===== Material supplied
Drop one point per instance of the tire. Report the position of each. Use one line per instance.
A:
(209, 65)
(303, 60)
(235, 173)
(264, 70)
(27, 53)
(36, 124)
==========
Each record is to be given again in full, exactly as it reads.

Drop one point per instance of the tire. Report the position of each. Use one line per instance.
A:
(209, 65)
(303, 60)
(235, 173)
(264, 70)
(27, 53)
(36, 124)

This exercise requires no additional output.